## START Task data

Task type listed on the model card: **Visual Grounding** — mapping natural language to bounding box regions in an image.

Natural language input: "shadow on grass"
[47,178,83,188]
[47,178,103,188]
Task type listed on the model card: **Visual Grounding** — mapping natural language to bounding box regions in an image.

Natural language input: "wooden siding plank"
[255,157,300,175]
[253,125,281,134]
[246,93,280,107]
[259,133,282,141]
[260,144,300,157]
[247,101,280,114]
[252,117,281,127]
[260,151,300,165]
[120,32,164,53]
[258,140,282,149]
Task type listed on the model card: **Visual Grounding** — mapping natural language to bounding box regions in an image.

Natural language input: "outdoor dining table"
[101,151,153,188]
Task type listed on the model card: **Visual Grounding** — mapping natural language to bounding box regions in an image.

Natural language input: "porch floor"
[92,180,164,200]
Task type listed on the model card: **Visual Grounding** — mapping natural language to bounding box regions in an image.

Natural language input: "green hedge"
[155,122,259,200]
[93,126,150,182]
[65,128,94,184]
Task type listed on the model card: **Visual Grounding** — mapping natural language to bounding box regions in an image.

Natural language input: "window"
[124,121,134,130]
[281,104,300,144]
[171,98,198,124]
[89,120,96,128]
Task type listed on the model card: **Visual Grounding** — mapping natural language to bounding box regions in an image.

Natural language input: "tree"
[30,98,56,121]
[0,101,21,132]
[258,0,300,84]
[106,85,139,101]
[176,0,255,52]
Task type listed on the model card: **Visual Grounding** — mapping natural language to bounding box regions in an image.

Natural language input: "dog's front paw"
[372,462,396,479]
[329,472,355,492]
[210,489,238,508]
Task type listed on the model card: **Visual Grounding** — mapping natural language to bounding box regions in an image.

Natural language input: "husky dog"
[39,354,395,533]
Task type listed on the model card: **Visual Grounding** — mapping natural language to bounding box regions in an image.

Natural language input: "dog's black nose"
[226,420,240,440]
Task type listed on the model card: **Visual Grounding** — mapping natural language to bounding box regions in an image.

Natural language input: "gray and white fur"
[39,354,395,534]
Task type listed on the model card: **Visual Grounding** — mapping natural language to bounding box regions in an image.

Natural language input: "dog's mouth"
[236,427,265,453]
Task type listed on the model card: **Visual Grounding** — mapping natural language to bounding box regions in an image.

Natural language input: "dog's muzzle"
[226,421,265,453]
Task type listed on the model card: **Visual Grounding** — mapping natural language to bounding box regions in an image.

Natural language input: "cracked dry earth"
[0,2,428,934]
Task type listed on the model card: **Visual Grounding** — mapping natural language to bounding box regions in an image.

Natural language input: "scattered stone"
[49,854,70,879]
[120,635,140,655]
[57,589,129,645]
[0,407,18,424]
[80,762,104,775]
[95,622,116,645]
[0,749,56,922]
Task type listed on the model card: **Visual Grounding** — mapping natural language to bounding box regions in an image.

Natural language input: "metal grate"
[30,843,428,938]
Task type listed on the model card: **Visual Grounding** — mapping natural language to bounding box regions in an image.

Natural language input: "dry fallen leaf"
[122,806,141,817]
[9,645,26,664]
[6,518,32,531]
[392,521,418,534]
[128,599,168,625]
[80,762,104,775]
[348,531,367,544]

## END Task data

→ **Given task**: Reproduce all of the rows above verbatim, keeping every character and line break unchanged.

→ **Full response**:
Task type listed on the model card: **Visual Grounding** — mapping natural language to bounding box regions in an image.

Natural language input: "shadow on grass"
[47,178,83,188]
[47,178,103,188]
Task type listed on the model card: **Visual Grounding** — mapping natural language to bounding box regions in an image.

Natural language input: "wooden siding plank"
[255,157,300,175]
[253,125,281,134]
[246,93,280,107]
[259,133,282,141]
[260,144,300,157]
[247,101,280,114]
[252,117,281,127]
[260,151,300,165]
[120,32,164,53]
[258,140,282,149]
Task type listed on the model card: **Visual Grounding** — mapping natural language to bounding box regions in an image.

Natural language input: "outdoor dining table"
[101,151,153,188]
Task type listed on the model card: **Visual Grounding** — mapping natural language to bounding box regions in an image.

Natural language input: "porch floor"
[92,180,164,200]
Task type listed on the model card: **Visual Grounding** — mapping natural language to bounding box regions in an image.

Natural language input: "green hedge"
[155,122,259,200]
[93,126,150,182]
[65,128,94,184]
Task type listed on the model card: **Visual Grounding** — mapping natural language to bounding box regions in an image.

Natural language input: "window"
[124,121,134,130]
[281,104,300,144]
[171,98,198,124]
[89,120,96,128]
Task type listed on the model card: **Visual Grounding** — mapping natural language to bounding box regions in an image.

Natural language input: "tree"
[30,98,56,121]
[0,101,21,132]
[258,0,300,84]
[106,85,139,101]
[176,0,255,52]
Task type listed on the model card: **Visual Grounding** — mapping natural language to bounding box regions in an image.

Natural language input: "dog's front paw"
[372,462,396,479]
[329,472,355,492]
[210,489,238,508]
Task type listed on the model card: **Visual Grounding** — mapping natural language to bounding box regions in an image.

Natural language input: "husky dog"
[39,354,395,533]
Task type listed on the model card: **Visual Grounding** — mapping natural language to bounding box regions in an image.

Natural language input: "dog's black nose"
[226,420,240,440]
Task type listed on the model card: **Visual Grounding** — mapping natural language to bounding box regions in an image.

Natural language input: "gray and white fur"
[39,354,395,534]
Task type listed on the model card: **Visual Grounding** — mapping natural language to bounding box regions in an image.

Natural language input: "dog's mouth"
[236,427,265,453]
Task type listed on the model card: **Visual Grounding** — mapping natural language to bounding box regions in an image.

Natural language input: "dog's muzzle"
[226,421,265,453]
Task type listed on the model card: **Visual Grounding** — mapping natural language to bounding box regions in an image.

Natural language input: "cracked dry earth"
[0,2,428,934]
Task type listed on the model card: **Visual Grounding** — mapping natural language to bounding box regions in an image.

Natural language input: "scattered stone"
[49,854,70,879]
[120,635,140,655]
[57,589,129,645]
[0,407,18,424]
[80,762,104,775]
[95,622,116,645]
[0,749,56,922]
Task type listed on the model card: **Visual Grounding** — mapping natural language to bounding box regions in an image.

Natural language input: "metal grate"
[30,843,428,938]
Task type listed on the model card: **Visual Grounding** — mapping natural language to bounding box regions in an image.

Natural language input: "dry fallen leaf"
[122,806,141,817]
[9,645,26,664]
[6,518,32,531]
[392,521,418,534]
[128,599,168,625]
[80,762,104,775]
[348,531,367,544]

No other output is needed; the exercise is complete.